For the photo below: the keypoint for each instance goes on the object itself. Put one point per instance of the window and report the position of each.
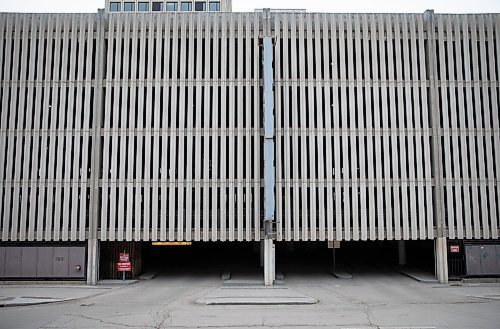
(143, 6)
(186, 6)
(200, 6)
(214, 6)
(129, 6)
(114, 6)
(171, 6)
(157, 6)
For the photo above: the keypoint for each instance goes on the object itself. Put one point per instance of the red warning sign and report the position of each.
(124, 257)
(124, 267)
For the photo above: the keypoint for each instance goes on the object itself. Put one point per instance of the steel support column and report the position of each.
(269, 170)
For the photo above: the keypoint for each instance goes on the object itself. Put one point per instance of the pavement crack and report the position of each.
(108, 322)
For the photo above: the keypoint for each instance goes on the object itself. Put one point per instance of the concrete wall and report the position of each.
(148, 127)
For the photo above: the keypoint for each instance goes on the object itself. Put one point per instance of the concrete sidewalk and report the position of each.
(36, 293)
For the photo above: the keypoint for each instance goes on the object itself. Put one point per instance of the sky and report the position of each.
(333, 6)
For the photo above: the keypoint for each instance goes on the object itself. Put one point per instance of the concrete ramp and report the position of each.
(253, 295)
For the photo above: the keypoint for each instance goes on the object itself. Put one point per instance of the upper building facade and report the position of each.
(154, 6)
(150, 127)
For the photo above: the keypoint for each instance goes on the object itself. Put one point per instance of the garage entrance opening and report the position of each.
(200, 258)
(354, 257)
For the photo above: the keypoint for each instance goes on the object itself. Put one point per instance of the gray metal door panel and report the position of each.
(60, 262)
(44, 264)
(2, 262)
(473, 259)
(13, 262)
(488, 259)
(28, 262)
(77, 259)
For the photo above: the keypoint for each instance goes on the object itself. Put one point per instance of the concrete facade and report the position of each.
(149, 127)
(155, 6)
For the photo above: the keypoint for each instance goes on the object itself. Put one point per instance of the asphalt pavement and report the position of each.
(371, 298)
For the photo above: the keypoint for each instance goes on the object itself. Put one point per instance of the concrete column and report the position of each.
(262, 253)
(93, 262)
(269, 262)
(402, 252)
(441, 259)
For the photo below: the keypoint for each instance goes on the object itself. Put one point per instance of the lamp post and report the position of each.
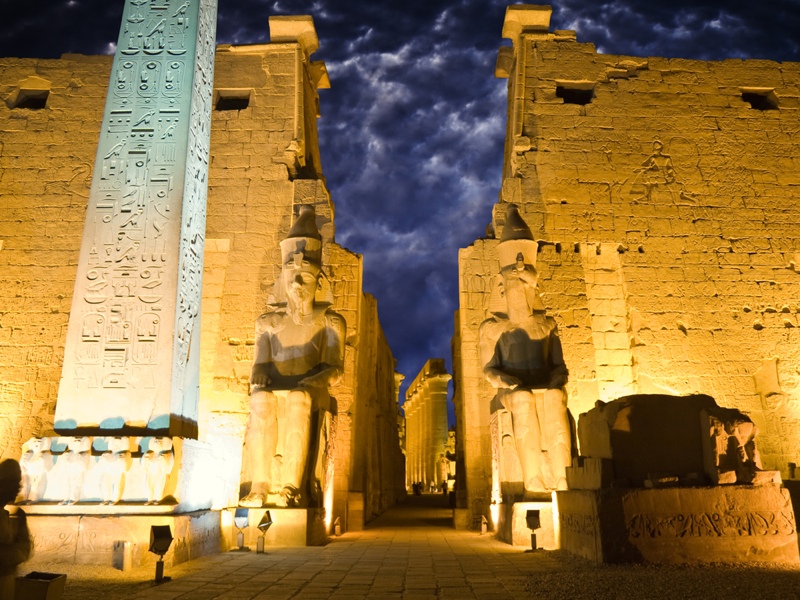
(160, 541)
(241, 519)
(264, 524)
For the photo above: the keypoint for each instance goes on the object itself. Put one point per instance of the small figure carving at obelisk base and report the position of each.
(299, 352)
(522, 358)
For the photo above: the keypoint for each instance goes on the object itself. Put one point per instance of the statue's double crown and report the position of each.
(516, 240)
(304, 242)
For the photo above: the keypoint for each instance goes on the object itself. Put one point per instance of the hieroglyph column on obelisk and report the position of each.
(131, 362)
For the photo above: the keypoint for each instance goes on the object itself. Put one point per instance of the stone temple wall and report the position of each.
(264, 163)
(665, 195)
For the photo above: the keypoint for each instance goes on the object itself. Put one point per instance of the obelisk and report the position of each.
(131, 361)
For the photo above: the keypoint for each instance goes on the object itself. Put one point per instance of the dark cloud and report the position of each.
(412, 129)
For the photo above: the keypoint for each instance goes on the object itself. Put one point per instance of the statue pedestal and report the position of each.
(730, 523)
(97, 540)
(295, 527)
(512, 527)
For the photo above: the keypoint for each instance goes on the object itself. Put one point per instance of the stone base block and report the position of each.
(680, 525)
(461, 519)
(290, 527)
(512, 526)
(97, 540)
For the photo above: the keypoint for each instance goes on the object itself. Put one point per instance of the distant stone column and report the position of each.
(411, 440)
(426, 400)
(131, 362)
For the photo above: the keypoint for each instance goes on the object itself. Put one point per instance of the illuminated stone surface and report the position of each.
(131, 359)
(522, 359)
(119, 475)
(677, 525)
(299, 352)
(90, 540)
(265, 162)
(664, 203)
(425, 410)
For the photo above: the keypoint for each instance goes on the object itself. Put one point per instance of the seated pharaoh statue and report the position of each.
(522, 359)
(299, 352)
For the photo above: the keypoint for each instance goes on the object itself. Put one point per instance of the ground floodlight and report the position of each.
(534, 522)
(241, 519)
(264, 524)
(160, 541)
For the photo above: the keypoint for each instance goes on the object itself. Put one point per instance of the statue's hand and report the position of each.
(554, 396)
(509, 381)
(318, 380)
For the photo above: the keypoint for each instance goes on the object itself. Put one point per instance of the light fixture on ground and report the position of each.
(160, 541)
(533, 521)
(241, 519)
(263, 525)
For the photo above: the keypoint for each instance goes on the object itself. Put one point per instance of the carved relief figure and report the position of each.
(522, 359)
(299, 352)
(733, 447)
(158, 462)
(35, 462)
(113, 465)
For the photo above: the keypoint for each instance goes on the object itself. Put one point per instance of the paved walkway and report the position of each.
(412, 553)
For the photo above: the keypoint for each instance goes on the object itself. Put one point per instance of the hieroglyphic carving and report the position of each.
(712, 524)
(137, 291)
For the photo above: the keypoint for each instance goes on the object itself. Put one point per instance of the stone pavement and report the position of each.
(411, 552)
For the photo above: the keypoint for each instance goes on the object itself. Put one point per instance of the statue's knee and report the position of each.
(260, 402)
(300, 401)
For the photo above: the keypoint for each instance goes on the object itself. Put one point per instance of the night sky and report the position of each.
(412, 128)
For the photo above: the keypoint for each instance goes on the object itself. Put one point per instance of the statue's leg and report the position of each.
(556, 435)
(260, 440)
(298, 435)
(529, 440)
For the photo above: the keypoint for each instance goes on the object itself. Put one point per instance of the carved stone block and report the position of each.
(680, 525)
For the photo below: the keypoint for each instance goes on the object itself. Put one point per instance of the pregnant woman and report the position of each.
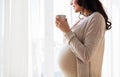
(82, 54)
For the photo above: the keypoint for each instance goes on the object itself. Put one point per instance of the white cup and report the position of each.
(62, 16)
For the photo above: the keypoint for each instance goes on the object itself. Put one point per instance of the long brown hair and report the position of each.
(93, 6)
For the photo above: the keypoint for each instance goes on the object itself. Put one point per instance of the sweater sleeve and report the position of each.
(93, 36)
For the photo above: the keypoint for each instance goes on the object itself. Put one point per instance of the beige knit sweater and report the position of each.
(83, 54)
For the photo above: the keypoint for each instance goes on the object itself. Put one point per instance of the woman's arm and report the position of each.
(94, 34)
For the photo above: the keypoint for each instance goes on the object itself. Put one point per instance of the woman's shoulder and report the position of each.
(96, 15)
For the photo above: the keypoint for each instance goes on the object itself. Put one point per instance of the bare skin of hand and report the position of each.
(62, 25)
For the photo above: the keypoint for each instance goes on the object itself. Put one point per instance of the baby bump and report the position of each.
(67, 62)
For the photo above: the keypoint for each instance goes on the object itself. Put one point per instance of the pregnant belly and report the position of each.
(67, 62)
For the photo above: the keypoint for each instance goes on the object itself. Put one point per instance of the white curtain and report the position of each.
(30, 43)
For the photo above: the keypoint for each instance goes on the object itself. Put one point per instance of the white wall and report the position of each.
(16, 38)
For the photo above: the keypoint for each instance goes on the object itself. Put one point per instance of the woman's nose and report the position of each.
(71, 3)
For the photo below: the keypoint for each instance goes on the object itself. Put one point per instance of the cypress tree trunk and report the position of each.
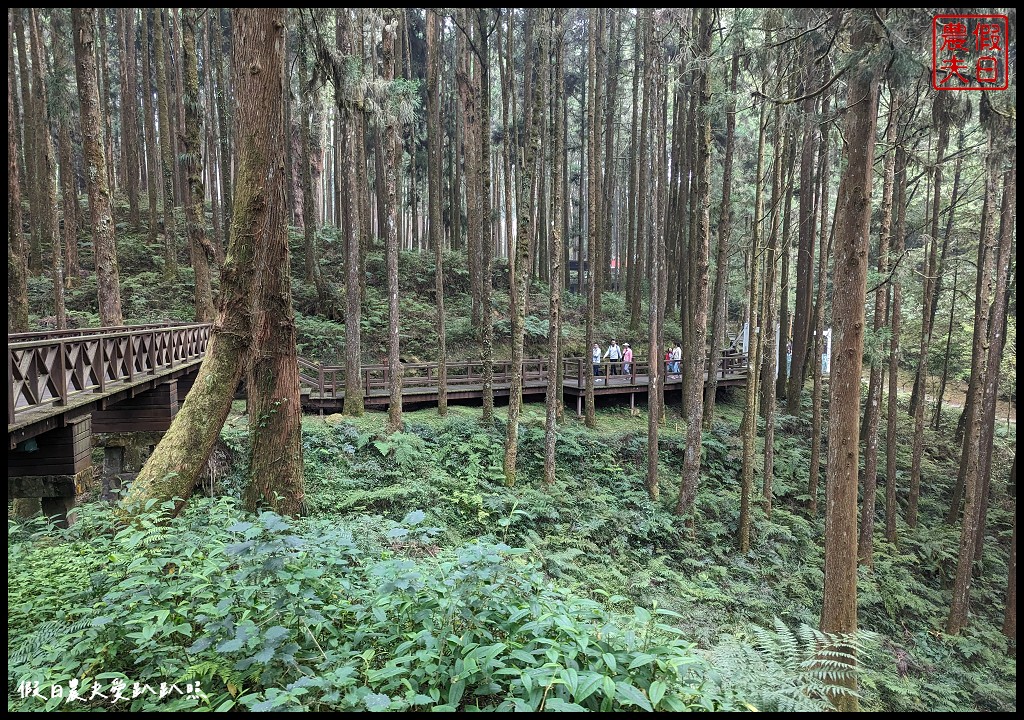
(853, 213)
(865, 543)
(971, 464)
(434, 186)
(519, 269)
(62, 106)
(391, 160)
(129, 113)
(749, 428)
(274, 410)
(824, 248)
(353, 351)
(554, 394)
(17, 252)
(698, 289)
(175, 464)
(152, 152)
(100, 212)
(166, 147)
(722, 258)
(200, 248)
(594, 30)
(486, 234)
(892, 409)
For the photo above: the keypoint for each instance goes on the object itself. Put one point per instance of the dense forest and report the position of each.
(399, 242)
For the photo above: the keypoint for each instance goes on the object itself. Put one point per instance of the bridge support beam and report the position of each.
(54, 466)
(147, 411)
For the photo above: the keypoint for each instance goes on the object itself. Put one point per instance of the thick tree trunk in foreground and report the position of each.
(749, 428)
(434, 185)
(17, 251)
(722, 258)
(391, 159)
(554, 395)
(176, 463)
(150, 126)
(865, 543)
(853, 215)
(200, 249)
(272, 380)
(697, 294)
(166, 145)
(519, 267)
(99, 195)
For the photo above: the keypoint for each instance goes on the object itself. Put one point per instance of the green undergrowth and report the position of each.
(419, 580)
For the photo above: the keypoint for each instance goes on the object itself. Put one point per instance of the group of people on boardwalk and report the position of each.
(620, 358)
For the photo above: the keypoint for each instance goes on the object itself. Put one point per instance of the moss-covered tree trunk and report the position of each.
(434, 138)
(179, 458)
(200, 248)
(853, 215)
(100, 210)
(272, 378)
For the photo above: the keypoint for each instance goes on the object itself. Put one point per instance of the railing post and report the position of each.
(61, 375)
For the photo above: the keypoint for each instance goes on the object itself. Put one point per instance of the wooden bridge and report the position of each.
(62, 386)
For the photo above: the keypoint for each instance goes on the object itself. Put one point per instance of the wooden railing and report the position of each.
(51, 368)
(329, 381)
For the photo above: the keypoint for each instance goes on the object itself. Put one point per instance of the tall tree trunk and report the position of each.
(150, 125)
(200, 249)
(166, 146)
(17, 252)
(391, 160)
(257, 226)
(351, 170)
(824, 248)
(554, 395)
(519, 268)
(486, 226)
(894, 347)
(865, 543)
(104, 248)
(749, 428)
(272, 381)
(722, 257)
(697, 294)
(434, 138)
(61, 100)
(996, 341)
(853, 211)
(971, 463)
(220, 35)
(45, 213)
(593, 292)
(129, 113)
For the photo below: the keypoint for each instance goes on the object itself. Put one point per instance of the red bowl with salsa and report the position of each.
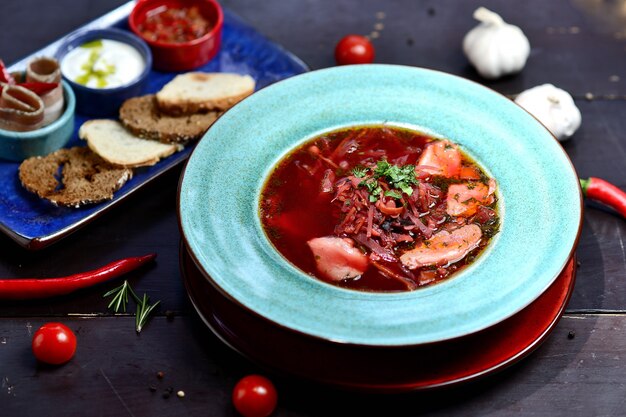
(182, 34)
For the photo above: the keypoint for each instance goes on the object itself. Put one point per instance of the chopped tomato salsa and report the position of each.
(173, 25)
(379, 208)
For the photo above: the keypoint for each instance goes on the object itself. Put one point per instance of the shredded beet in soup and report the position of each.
(379, 208)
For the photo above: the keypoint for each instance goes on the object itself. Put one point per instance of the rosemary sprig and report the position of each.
(120, 300)
(143, 311)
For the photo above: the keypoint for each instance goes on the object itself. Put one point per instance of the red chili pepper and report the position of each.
(604, 192)
(5, 75)
(27, 288)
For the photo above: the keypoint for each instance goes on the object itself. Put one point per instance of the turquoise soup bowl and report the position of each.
(540, 204)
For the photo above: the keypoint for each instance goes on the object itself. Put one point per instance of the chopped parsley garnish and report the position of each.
(400, 179)
(359, 172)
(393, 194)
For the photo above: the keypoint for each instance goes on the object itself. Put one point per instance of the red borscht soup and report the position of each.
(379, 208)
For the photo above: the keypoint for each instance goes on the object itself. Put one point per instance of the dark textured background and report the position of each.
(577, 45)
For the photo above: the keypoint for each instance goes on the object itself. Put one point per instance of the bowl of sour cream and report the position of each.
(104, 68)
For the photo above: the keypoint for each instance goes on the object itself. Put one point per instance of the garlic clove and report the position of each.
(553, 107)
(494, 47)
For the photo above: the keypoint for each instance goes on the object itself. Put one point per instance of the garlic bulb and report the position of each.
(553, 107)
(494, 47)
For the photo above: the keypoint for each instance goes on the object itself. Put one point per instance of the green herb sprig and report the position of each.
(120, 301)
(400, 178)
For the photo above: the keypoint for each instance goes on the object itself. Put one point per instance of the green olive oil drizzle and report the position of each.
(90, 72)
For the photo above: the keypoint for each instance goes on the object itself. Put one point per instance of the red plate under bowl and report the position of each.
(187, 55)
(378, 369)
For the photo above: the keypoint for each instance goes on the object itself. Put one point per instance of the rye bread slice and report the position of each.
(142, 116)
(85, 177)
(199, 92)
(117, 145)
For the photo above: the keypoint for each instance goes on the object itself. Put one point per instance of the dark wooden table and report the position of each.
(578, 45)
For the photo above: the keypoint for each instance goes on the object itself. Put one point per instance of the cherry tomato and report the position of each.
(354, 49)
(54, 343)
(254, 396)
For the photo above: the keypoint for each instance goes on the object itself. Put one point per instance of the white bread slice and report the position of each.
(115, 144)
(196, 92)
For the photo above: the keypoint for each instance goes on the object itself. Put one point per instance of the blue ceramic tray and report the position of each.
(35, 223)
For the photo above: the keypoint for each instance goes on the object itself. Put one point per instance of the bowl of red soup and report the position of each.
(182, 34)
(379, 205)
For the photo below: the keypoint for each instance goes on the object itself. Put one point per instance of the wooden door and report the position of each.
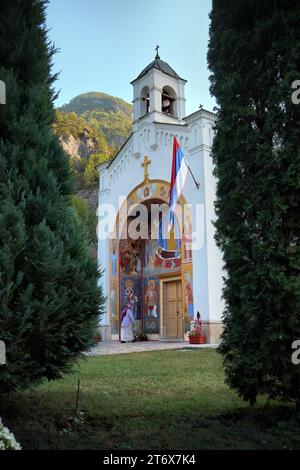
(173, 313)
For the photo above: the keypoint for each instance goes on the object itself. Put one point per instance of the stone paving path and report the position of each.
(115, 347)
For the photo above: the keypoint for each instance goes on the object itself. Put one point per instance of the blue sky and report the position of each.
(104, 44)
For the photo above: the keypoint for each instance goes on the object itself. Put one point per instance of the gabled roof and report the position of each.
(159, 65)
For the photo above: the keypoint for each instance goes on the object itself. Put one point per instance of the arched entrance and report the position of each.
(155, 272)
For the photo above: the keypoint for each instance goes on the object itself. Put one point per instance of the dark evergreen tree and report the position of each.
(254, 59)
(49, 299)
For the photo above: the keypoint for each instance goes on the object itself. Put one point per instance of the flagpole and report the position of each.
(197, 184)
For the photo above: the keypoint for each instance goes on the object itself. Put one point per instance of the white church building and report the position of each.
(167, 279)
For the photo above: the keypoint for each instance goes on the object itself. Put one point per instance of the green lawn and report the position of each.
(154, 400)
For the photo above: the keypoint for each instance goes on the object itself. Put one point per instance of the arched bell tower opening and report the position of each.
(144, 102)
(168, 101)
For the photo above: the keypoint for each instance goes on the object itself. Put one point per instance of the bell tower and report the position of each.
(158, 94)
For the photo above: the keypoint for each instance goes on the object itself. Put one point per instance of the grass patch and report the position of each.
(152, 400)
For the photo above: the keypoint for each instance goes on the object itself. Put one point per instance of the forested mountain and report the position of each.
(110, 115)
(91, 129)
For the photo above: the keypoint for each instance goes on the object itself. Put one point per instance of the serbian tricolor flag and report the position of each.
(178, 178)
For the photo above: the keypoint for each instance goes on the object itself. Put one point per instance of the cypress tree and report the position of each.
(49, 299)
(254, 59)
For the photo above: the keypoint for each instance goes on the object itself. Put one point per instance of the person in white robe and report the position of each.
(127, 322)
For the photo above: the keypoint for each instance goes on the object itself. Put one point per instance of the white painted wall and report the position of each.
(156, 140)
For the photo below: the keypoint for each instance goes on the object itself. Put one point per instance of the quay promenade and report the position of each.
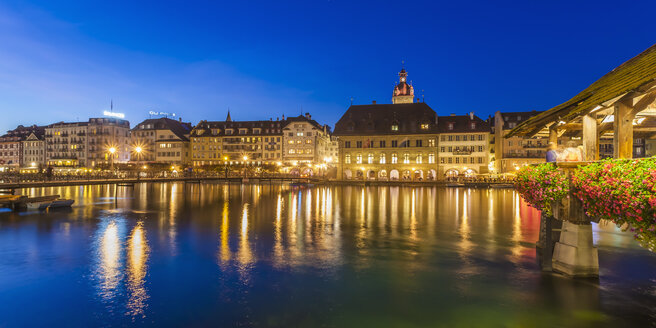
(10, 187)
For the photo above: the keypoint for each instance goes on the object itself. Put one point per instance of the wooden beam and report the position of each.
(590, 137)
(623, 128)
(553, 134)
(643, 103)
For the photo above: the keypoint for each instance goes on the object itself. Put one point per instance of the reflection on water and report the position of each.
(268, 255)
(110, 261)
(137, 259)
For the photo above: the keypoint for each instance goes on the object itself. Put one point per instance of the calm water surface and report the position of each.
(271, 256)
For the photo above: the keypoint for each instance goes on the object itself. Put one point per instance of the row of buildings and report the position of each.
(404, 140)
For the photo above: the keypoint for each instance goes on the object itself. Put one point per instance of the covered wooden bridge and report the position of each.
(620, 107)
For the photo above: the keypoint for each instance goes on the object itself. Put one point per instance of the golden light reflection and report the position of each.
(245, 255)
(137, 268)
(224, 252)
(110, 265)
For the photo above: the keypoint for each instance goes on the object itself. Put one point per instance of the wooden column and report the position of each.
(623, 128)
(590, 138)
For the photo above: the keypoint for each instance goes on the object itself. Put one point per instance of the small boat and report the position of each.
(59, 203)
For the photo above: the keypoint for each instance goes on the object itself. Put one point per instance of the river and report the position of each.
(189, 255)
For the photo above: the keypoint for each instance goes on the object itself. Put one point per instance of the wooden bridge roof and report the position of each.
(634, 75)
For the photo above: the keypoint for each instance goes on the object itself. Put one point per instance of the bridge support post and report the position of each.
(574, 254)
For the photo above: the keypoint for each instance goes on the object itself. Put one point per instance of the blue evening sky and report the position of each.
(262, 59)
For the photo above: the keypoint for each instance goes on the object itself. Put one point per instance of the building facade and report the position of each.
(34, 149)
(87, 144)
(464, 145)
(388, 142)
(161, 140)
(11, 145)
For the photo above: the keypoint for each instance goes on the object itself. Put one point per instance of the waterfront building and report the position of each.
(463, 145)
(161, 140)
(388, 142)
(305, 143)
(34, 148)
(88, 144)
(11, 145)
(236, 142)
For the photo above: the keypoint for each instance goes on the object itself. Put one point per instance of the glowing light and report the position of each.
(112, 114)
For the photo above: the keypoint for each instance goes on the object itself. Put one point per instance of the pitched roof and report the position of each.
(379, 118)
(462, 124)
(630, 76)
(203, 128)
(304, 118)
(180, 129)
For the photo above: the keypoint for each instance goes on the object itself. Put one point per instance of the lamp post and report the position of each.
(245, 166)
(112, 150)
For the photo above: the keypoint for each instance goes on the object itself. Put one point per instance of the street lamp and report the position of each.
(225, 162)
(138, 150)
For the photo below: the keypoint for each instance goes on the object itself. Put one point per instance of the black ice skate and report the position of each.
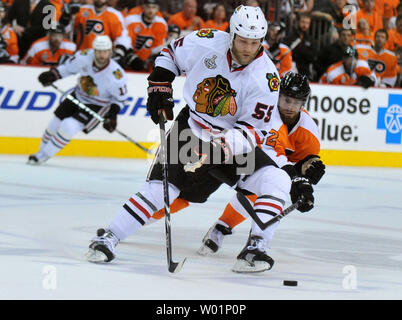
(253, 257)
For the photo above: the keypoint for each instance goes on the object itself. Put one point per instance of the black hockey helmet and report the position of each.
(295, 85)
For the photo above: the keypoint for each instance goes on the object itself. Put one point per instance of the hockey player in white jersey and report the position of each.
(231, 91)
(101, 87)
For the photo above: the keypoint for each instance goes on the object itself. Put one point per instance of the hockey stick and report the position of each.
(250, 210)
(172, 266)
(98, 117)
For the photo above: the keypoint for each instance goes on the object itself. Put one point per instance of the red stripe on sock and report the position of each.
(143, 210)
(269, 204)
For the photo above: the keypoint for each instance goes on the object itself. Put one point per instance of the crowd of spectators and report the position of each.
(353, 42)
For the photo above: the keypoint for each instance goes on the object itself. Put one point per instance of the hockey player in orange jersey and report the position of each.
(350, 71)
(147, 32)
(303, 147)
(8, 39)
(50, 50)
(382, 61)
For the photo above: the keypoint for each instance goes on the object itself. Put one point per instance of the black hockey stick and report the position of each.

· · ·

### Stated exercise
Extract the lines above from the one containing "spectators and report the position of each." to the last line, both included, exactly as written.

### Response to the task
For the photo above: the keypoint for each instance goes on the object itself. Put one point per instance of the crowd of spectators and report the position of each.
(353, 42)
For the photo above: the keypoint for each instance goes on the object itself. Put one point per instance of the hockey player in orange jersey and report the position of each.
(350, 71)
(147, 32)
(303, 147)
(8, 39)
(50, 50)
(382, 61)
For the photo above: the keypoint for each instance goes on the object itself. Put one point per instance of the black hockey stick and report the position of each.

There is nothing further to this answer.